**What to do**
Repeat every entry, word for word, leaving no line out.

(Collected data)
════
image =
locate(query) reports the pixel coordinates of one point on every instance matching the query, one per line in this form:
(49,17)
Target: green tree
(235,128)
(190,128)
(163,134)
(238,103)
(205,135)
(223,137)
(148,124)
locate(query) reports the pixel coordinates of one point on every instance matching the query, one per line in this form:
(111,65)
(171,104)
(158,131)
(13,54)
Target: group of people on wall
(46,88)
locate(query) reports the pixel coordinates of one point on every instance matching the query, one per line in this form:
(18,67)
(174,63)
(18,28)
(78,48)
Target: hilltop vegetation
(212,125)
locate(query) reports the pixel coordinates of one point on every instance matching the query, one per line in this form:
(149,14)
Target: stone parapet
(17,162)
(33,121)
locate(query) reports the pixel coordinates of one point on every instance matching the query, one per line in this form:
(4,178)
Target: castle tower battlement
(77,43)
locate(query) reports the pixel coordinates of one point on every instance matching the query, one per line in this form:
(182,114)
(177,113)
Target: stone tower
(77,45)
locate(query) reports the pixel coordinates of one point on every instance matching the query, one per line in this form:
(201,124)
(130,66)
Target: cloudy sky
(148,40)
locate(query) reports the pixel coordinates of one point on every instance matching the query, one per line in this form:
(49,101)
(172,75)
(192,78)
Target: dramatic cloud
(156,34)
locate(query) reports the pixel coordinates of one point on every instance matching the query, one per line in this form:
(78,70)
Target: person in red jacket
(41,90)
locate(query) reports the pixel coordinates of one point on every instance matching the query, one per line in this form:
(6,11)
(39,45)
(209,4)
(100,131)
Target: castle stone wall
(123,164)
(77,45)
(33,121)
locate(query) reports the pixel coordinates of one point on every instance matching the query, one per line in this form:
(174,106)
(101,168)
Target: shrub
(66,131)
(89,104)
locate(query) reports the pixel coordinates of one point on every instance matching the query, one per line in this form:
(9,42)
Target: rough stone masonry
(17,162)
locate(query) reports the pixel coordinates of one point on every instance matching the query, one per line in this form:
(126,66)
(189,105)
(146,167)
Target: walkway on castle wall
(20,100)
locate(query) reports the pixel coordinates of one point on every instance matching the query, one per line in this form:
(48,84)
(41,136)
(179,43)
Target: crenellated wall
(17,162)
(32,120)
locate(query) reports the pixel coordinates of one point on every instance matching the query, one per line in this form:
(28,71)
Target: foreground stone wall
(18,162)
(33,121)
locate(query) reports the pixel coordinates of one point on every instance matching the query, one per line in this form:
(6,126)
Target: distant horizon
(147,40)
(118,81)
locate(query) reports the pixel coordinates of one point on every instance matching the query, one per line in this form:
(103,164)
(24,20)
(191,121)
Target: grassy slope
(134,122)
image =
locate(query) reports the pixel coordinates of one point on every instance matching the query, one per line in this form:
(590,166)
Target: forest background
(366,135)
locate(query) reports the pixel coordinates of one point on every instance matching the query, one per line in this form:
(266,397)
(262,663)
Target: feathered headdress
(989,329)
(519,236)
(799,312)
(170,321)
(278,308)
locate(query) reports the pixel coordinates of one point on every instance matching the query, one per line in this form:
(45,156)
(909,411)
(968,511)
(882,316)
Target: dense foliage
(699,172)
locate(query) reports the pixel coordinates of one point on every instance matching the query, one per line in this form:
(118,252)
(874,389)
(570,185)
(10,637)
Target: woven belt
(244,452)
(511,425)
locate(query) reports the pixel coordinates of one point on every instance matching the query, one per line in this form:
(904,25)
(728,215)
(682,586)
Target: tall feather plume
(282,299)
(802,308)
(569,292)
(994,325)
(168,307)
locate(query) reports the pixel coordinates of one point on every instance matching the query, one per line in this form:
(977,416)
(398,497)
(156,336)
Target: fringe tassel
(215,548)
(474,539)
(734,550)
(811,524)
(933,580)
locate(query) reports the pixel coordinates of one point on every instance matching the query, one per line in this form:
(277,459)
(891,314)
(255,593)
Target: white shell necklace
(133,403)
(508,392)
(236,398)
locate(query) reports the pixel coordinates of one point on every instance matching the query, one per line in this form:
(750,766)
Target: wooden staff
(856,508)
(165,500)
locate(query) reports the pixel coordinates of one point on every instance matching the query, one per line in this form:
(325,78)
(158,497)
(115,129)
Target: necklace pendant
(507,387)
════
**Solution to this task**
image =
locate(query) reports the pixel coordinates of one point on every instance matching the query, one per line in this form:
(49,17)
Target: green tree
(235,128)
(190,128)
(163,134)
(238,103)
(205,135)
(223,137)
(148,124)
locate(query) reports the pixel coordinates of one point on every instance matching the query, one per line in this form:
(111,65)
(171,104)
(158,131)
(13,54)
Target: group of people on wall
(46,88)
locate(query) reports the pixel coordinates of one point on every instance matching the query, one per line in this form:
(18,67)
(174,63)
(18,28)
(78,48)
Target: hilltop vegetation
(212,125)
locate(query) reports the pixel coordinates of one point on every instance matching the query, one per line in this form:
(149,14)
Target: stone parapet
(17,162)
(33,121)
locate(query) reports the pixel coordinates of one point on every instance matching the query, one per line in this form:
(4,178)
Target: castle tower battlement
(77,43)
locate(query) reports the pixel coordinates of one point on every instance matching the query, one per line in this form:
(182,114)
(177,113)
Target: stone tower
(77,45)
locate(query) reports the pixel coordinates of one point on every instance matching the query, one per line in this form:
(201,124)
(130,66)
Target: cloudy sky
(148,40)
locate(query) reports the pixel coordinates of one point on every instance matching the query, one per line in this form:
(49,101)
(172,75)
(192,78)
Target: dramatic cloud
(156,34)
locate(query) reports the pixel coordinates of one point on every instance matching the query, one per line in this form:
(78,70)
Target: person in red jacket
(41,90)
locate(query) reports the pixel coordinates of one point on every instance matching the query, one per line in this form:
(6,11)
(39,45)
(209,4)
(100,131)
Target: castle stone wall
(123,164)
(77,45)
(33,121)
locate(query) reports the pixel coordinates of one point on every instance matching the query, one per line in this form:
(174,106)
(101,168)
Target: shrub
(66,131)
(89,104)
locate(query) reports the pixel coordinates of one point on every instance matching the query, one per line in this form:
(9,42)
Target: rough stone masonry
(17,162)
locate(query) reports the pixel coordinates of one point on every instance matching the query, one per line in this form:
(126,66)
(189,105)
(146,167)
Target: walkway on castle wall
(20,100)
locate(query) reports the pixel coordinates of one point on every instance matching the query, one per line in this form:
(48,84)
(41,136)
(179,43)
Target: crenellated wall
(17,162)
(32,120)
locate(query) reports the pixel coordinates of one point on every instance matching the query, one per line in this form:
(28,71)
Target: foreground stone wall
(18,162)
(33,121)
locate(query) reports the pixel coordinates of one point on every instance matching the query, one per line in this form:
(6,126)
Target: distant horizon
(147,40)
(118,81)
locate(query) reports the pixel coordinates of one point on every instance matching the query, one per line in this form:
(103,164)
(24,20)
(191,121)
Target: grassy slope
(134,122)
image =
locate(query) reports the pixel coordinates of one point on every instance matching the query, one per line in this form:
(590,166)
Target: forest background
(366,135)
locate(query) reports the pixel coordinates of one point on every instance matching the query, one per line in this form:
(266,397)
(262,663)
Target: feathered headdress
(989,329)
(519,236)
(799,312)
(170,321)
(278,308)
locate(query) reports the pixel coordinates of one point on every instance matching the query, one per line in this form:
(45,156)
(909,411)
(968,511)
(882,316)
Target: dense foliage
(699,172)
locate(query) reports the pixel coordinates of one point on every instance matching the query, one per line in this form:
(118,252)
(874,389)
(570,185)
(10,637)
Target: woven belt
(244,452)
(511,425)
locate(query) reports the pixel coordinates of one point on every instance matching the query, one per line in this form:
(904,25)
(728,215)
(682,586)
Target: tall feather plume
(282,299)
(802,308)
(569,292)
(994,325)
(168,307)
locate(query) reports the pixel coordinates of one point on every instance matching the query, one per line in this form:
(977,416)
(398,497)
(156,336)
Target: fringe tassel
(215,548)
(474,539)
(734,550)
(811,524)
(933,580)
locate(query) reports the pixel coordinates of one point on every instance matching the query, one per line in this form:
(277,459)
(891,314)
(255,593)
Target: white shell necklace
(133,403)
(508,392)
(236,398)
locate(query) reports the pixel coordinates of one point on every instance matching the query, one per line in this form:
(750,766)
Target: wooden staff
(856,508)
(165,500)
locate(query) reports the pixel coordinates of one point on every instance matching the query, one per line in this form:
(325,78)
(158,497)
(115,129)
Target: necklace pendant
(507,387)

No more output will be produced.